▸ What the task requires
Copy the material from the start through the line containing "POLYGON ((147 118, 143", swapping in "potted plant" for each "potted flower" and leaving everything else unchanged.

• • • • •

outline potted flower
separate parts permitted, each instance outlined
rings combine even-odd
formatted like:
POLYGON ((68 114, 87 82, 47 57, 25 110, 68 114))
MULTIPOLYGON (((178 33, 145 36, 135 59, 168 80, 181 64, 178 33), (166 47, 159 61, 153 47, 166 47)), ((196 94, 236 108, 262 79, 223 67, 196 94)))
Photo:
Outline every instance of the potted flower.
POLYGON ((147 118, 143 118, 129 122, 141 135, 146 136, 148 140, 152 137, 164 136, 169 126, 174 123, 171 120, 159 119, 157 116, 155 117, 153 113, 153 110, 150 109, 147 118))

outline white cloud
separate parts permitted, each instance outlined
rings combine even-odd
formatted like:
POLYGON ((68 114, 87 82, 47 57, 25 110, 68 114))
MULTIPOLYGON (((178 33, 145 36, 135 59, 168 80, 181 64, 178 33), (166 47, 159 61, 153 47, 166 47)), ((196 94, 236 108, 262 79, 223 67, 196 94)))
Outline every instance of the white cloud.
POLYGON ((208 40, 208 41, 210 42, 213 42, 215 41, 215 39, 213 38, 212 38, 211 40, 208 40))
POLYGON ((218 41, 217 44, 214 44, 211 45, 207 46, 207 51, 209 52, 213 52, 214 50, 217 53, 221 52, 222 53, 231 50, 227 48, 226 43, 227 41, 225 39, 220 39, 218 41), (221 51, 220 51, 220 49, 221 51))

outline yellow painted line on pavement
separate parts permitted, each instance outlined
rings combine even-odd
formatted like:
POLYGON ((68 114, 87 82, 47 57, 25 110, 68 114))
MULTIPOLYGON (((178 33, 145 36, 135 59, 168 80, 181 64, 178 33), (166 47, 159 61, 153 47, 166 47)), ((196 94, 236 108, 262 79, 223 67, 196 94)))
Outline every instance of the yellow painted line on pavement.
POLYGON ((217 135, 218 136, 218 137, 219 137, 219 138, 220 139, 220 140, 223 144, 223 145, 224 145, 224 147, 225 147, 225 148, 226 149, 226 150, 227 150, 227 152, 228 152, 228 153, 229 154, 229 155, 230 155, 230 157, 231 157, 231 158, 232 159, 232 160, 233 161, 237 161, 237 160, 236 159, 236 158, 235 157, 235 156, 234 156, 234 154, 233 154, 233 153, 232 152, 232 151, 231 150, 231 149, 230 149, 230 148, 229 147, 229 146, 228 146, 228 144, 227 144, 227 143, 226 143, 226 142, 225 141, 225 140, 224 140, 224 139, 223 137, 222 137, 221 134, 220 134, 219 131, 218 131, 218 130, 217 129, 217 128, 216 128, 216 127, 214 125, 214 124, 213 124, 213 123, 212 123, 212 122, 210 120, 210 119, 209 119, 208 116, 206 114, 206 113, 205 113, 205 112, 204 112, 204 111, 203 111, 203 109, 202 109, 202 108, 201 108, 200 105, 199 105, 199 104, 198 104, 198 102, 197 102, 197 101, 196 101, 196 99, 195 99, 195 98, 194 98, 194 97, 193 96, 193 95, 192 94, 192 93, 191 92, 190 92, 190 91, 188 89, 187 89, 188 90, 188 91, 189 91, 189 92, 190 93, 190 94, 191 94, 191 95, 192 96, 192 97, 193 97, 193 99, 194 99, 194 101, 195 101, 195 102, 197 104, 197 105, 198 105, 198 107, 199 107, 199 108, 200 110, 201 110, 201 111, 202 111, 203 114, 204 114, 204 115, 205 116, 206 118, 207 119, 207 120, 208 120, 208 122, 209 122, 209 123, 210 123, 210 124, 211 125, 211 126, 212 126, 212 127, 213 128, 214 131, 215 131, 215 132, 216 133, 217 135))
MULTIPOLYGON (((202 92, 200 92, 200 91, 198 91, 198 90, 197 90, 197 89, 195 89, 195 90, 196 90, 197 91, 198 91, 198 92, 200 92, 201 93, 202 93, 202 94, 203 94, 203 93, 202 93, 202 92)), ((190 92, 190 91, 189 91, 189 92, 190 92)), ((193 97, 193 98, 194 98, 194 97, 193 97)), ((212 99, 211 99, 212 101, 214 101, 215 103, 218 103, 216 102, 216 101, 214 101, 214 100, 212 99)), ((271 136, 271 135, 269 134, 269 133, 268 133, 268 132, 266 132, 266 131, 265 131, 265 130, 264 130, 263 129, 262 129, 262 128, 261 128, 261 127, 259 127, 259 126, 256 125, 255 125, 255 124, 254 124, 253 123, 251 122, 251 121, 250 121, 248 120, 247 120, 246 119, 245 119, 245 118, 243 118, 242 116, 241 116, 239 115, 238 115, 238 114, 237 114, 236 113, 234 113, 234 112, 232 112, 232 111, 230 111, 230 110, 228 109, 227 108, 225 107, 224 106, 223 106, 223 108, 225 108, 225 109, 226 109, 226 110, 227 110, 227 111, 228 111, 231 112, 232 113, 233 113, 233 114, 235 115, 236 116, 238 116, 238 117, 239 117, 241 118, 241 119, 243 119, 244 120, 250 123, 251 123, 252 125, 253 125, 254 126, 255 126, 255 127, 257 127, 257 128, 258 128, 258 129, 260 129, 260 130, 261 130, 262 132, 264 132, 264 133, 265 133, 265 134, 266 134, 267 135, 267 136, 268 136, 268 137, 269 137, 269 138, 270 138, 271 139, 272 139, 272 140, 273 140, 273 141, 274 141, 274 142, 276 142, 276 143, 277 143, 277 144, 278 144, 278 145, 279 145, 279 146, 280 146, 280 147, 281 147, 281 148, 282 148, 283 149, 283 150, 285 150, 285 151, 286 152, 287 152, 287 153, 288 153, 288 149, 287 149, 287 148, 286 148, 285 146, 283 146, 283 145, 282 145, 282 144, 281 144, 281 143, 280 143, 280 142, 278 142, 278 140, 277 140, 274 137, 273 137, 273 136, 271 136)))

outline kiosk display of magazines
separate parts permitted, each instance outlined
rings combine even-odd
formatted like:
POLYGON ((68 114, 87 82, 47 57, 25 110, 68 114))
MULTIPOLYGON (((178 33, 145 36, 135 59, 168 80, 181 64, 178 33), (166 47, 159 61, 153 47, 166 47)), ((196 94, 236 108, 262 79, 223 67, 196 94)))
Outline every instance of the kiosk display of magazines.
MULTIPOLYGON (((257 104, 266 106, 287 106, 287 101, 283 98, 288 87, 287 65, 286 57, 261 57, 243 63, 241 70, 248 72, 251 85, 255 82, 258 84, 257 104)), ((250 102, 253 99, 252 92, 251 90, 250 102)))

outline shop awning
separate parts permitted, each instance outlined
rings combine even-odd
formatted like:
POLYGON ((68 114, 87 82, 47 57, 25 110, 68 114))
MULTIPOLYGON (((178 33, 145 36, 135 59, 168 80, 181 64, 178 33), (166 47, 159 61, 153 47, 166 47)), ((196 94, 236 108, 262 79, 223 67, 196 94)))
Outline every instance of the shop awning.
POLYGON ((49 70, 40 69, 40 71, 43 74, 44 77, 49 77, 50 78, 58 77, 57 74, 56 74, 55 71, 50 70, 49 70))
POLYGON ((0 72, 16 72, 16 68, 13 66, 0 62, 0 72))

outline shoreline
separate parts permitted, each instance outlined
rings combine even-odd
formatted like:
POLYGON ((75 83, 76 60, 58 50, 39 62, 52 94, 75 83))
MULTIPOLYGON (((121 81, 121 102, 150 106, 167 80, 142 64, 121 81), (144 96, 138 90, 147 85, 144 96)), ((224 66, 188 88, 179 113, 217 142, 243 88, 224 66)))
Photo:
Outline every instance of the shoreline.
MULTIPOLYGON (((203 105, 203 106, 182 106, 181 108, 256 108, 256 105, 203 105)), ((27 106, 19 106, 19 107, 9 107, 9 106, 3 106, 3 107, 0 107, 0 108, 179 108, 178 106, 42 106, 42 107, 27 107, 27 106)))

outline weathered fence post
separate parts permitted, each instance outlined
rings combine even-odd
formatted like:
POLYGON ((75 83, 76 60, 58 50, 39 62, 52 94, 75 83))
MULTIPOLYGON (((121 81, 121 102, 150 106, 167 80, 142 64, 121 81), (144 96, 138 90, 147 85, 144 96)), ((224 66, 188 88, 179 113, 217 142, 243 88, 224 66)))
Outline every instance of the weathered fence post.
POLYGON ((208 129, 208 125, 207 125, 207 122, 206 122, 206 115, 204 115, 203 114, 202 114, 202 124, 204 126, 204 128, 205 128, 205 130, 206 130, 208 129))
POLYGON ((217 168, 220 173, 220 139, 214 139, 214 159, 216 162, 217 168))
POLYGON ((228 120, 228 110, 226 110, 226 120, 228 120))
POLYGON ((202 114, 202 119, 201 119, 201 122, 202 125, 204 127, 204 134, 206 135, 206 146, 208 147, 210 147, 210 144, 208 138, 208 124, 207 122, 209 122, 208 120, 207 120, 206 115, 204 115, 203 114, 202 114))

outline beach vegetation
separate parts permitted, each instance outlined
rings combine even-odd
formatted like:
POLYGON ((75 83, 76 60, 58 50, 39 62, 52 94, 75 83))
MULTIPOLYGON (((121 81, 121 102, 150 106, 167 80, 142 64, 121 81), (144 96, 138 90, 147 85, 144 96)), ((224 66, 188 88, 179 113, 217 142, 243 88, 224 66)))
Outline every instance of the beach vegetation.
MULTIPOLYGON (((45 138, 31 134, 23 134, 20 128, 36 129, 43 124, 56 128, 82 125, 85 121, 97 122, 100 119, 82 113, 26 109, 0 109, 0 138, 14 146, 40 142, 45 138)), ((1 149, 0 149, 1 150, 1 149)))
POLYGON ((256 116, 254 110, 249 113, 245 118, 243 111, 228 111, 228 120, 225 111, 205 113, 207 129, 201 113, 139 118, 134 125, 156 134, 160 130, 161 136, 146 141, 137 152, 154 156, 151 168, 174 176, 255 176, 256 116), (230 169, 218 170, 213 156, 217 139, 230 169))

• • • • •

▸ Task output
outline potted plant
separate parts permitted, each instance outlined
rings combine even-odd
formatted like:
POLYGON ((68 114, 87 82, 47 57, 25 110, 68 114))
MULTIPOLYGON (((178 33, 145 36, 135 59, 168 80, 181 64, 178 33), (166 47, 159 61, 153 47, 166 47)), ((196 94, 236 108, 262 79, 223 67, 196 94)))
Photo:
Outline every instance of the potted plant.
POLYGON ((147 118, 143 118, 129 122, 141 135, 146 136, 148 140, 152 137, 164 136, 169 126, 174 123, 171 120, 159 119, 157 116, 155 117, 153 113, 153 110, 150 109, 147 118))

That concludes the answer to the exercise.